» **WORK REQUIRED**
Across the entries, how many lines have the string "below" in them? Reply with only a number.

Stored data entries

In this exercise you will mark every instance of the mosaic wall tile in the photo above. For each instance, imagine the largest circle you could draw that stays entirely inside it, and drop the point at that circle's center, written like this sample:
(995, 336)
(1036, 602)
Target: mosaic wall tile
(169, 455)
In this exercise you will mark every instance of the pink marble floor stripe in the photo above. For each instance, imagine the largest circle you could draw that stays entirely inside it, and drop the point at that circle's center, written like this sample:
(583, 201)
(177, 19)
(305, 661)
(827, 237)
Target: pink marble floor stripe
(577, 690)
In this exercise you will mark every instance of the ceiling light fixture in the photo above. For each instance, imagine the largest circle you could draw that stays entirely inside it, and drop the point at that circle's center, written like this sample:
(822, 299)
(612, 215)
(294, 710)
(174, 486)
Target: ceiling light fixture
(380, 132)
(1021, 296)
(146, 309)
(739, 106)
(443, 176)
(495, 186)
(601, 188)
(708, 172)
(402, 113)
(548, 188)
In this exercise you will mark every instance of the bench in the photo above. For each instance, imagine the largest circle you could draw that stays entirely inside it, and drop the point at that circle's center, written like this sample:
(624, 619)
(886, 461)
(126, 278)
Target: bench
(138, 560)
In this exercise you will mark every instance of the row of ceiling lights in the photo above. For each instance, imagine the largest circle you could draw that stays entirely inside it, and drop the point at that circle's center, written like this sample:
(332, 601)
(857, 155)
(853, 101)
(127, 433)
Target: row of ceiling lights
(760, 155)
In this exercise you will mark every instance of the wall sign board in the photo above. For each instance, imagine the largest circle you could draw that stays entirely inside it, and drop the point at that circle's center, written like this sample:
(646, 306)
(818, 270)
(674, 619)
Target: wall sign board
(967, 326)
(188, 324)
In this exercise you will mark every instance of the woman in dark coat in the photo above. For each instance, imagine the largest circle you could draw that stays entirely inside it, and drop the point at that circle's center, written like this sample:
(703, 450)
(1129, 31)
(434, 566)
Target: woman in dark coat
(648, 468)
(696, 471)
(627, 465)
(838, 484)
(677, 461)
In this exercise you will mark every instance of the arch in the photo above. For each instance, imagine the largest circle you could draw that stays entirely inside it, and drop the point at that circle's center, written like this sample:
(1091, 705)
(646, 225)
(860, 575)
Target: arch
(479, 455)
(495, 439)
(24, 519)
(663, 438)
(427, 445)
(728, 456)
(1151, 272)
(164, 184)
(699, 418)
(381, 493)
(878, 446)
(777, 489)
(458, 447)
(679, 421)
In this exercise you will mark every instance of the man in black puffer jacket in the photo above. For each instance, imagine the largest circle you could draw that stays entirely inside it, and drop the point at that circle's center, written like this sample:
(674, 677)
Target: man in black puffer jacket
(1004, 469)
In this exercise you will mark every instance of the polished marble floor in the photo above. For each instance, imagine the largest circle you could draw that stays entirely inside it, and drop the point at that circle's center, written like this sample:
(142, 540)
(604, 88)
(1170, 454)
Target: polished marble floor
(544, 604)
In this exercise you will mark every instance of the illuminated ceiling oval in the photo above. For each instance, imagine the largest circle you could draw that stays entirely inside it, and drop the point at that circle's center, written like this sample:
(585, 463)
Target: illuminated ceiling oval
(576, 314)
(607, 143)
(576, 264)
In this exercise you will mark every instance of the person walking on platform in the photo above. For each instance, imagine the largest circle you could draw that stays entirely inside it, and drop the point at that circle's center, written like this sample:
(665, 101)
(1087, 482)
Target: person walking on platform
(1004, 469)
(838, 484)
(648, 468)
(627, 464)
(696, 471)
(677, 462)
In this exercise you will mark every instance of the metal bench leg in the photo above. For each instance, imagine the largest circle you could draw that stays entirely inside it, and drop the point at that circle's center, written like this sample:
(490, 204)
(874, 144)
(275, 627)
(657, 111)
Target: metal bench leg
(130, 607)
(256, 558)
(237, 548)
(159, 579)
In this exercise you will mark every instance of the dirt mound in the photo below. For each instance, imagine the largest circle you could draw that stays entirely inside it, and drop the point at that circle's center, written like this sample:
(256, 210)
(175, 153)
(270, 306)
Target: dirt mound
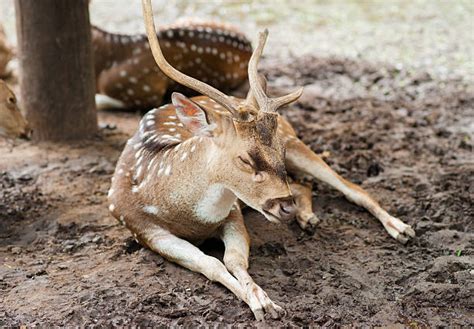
(404, 136)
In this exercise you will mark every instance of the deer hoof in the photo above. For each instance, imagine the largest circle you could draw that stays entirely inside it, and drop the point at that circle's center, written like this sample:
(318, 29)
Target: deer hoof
(399, 230)
(406, 234)
(307, 222)
(260, 303)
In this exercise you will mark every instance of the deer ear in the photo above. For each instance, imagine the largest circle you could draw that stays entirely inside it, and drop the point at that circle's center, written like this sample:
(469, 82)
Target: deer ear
(193, 117)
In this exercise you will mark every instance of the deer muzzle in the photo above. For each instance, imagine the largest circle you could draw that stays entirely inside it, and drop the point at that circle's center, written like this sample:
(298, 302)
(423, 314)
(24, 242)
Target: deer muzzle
(281, 208)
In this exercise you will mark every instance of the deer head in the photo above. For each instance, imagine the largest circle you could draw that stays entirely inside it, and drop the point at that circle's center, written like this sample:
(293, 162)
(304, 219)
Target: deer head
(247, 153)
(12, 122)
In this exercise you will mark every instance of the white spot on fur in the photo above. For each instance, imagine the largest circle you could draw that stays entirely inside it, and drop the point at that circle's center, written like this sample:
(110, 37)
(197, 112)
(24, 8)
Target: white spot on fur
(151, 210)
(216, 203)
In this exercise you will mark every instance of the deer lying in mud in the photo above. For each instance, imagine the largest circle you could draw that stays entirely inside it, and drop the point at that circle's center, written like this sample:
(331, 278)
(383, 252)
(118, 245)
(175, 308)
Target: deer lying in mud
(12, 122)
(126, 71)
(179, 178)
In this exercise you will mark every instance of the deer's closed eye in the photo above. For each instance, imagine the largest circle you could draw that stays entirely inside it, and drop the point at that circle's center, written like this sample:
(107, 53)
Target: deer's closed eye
(247, 164)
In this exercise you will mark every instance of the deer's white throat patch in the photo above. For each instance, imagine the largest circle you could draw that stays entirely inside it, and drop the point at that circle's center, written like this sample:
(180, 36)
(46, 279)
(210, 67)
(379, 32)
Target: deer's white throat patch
(216, 204)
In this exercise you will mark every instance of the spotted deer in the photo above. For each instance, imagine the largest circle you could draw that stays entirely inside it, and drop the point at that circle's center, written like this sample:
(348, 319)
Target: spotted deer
(126, 71)
(12, 122)
(180, 177)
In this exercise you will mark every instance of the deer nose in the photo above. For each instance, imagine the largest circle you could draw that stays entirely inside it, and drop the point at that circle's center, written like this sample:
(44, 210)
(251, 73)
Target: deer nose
(283, 208)
(26, 134)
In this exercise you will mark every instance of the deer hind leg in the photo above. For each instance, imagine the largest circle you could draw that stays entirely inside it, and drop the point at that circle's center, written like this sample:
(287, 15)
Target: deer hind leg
(236, 241)
(304, 205)
(301, 159)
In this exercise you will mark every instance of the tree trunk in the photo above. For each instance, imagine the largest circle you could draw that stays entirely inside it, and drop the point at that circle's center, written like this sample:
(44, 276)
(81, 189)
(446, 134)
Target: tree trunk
(56, 68)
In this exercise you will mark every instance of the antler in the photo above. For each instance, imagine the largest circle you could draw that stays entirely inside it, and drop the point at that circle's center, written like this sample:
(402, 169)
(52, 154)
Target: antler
(176, 75)
(266, 103)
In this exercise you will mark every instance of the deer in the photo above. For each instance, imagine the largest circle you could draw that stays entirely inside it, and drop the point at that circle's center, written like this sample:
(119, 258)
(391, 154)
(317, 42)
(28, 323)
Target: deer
(6, 54)
(184, 174)
(209, 51)
(12, 122)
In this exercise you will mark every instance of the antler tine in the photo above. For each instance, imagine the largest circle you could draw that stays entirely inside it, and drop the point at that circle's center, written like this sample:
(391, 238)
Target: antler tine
(276, 103)
(266, 103)
(255, 86)
(176, 75)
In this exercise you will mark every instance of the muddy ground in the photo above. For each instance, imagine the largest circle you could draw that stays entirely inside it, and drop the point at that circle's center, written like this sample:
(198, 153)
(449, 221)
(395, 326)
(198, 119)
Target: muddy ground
(405, 137)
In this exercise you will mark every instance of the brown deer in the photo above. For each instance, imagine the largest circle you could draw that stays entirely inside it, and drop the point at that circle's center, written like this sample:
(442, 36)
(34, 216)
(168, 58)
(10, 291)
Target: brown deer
(179, 178)
(126, 71)
(6, 54)
(12, 122)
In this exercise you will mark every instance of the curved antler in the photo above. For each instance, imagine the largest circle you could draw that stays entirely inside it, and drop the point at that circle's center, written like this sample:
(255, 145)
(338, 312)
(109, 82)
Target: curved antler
(266, 103)
(176, 75)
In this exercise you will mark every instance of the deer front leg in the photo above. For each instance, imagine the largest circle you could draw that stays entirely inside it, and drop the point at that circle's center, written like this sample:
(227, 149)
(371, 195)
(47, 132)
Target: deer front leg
(301, 159)
(236, 240)
(304, 205)
(189, 256)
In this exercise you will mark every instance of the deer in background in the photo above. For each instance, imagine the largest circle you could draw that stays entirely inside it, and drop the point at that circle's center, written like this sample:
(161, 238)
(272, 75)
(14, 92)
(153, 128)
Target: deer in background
(12, 122)
(126, 71)
(180, 177)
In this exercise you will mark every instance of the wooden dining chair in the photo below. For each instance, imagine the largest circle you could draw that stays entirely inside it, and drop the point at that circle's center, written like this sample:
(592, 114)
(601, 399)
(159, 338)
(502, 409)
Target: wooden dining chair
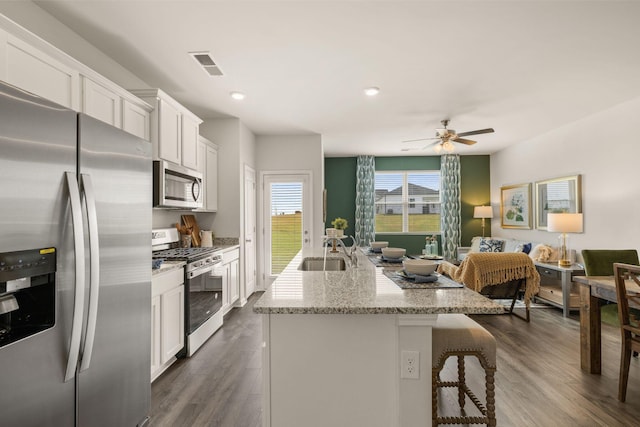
(629, 326)
(599, 262)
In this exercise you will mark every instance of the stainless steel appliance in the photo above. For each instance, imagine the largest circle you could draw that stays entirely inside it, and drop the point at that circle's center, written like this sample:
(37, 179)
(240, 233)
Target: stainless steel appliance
(176, 186)
(203, 296)
(75, 281)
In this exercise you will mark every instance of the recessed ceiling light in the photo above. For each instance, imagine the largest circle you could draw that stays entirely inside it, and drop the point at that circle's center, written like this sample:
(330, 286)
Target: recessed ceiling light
(372, 91)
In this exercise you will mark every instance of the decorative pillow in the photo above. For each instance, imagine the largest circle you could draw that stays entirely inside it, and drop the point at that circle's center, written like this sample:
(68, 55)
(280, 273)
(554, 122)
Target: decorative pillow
(543, 253)
(490, 245)
(524, 248)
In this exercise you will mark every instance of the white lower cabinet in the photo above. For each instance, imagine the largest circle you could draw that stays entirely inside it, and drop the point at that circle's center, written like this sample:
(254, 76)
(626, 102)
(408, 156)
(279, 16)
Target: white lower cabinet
(230, 272)
(167, 317)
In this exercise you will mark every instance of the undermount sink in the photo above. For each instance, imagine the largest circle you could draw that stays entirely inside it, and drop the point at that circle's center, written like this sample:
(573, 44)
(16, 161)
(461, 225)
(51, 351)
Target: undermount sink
(318, 264)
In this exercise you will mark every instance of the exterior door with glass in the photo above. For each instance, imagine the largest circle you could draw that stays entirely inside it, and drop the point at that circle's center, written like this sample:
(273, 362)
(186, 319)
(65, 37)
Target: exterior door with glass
(287, 219)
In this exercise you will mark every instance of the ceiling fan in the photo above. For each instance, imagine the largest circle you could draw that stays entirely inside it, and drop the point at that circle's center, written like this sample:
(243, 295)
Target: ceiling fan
(446, 137)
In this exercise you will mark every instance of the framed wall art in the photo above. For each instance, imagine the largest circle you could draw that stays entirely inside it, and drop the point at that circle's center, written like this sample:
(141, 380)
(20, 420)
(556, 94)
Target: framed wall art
(515, 206)
(556, 196)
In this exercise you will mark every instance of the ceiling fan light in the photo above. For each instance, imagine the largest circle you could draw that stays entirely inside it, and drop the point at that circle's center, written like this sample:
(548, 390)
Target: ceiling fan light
(372, 91)
(238, 96)
(448, 147)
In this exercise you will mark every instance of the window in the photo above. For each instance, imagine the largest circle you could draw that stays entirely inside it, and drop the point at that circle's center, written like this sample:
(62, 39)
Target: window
(407, 202)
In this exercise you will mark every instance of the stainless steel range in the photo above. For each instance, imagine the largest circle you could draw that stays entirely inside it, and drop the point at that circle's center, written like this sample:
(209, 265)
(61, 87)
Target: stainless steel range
(203, 296)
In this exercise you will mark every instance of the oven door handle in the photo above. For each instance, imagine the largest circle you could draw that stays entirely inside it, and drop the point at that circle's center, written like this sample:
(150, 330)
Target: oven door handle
(202, 270)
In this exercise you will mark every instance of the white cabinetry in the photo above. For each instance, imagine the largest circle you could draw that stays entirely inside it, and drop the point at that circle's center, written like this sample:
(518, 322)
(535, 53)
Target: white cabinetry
(174, 129)
(168, 132)
(208, 166)
(167, 328)
(136, 119)
(101, 102)
(37, 72)
(231, 280)
(32, 64)
(190, 130)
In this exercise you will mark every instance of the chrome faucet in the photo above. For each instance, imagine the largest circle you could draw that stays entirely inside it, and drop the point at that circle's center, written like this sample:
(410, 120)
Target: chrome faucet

» **EXPECTED OUTPUT**
2